* START DATA LISTING *
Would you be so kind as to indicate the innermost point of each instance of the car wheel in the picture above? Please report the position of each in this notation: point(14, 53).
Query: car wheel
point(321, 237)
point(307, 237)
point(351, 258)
* END DATA LISTING *
■ WRITTEN TASK
Could you write out the material above again, swapping "car wheel" for "bicycle wheel" wherever it appears and leaving everything else as it is?

■ WRITTEN SOLUTION
Would you be so kind as to indicate the innermost point of each instance of the bicycle wheel in the picture above? Please report the position of each in this notation: point(14, 53).
Query: bicycle wheel
point(321, 237)
point(307, 237)
point(351, 258)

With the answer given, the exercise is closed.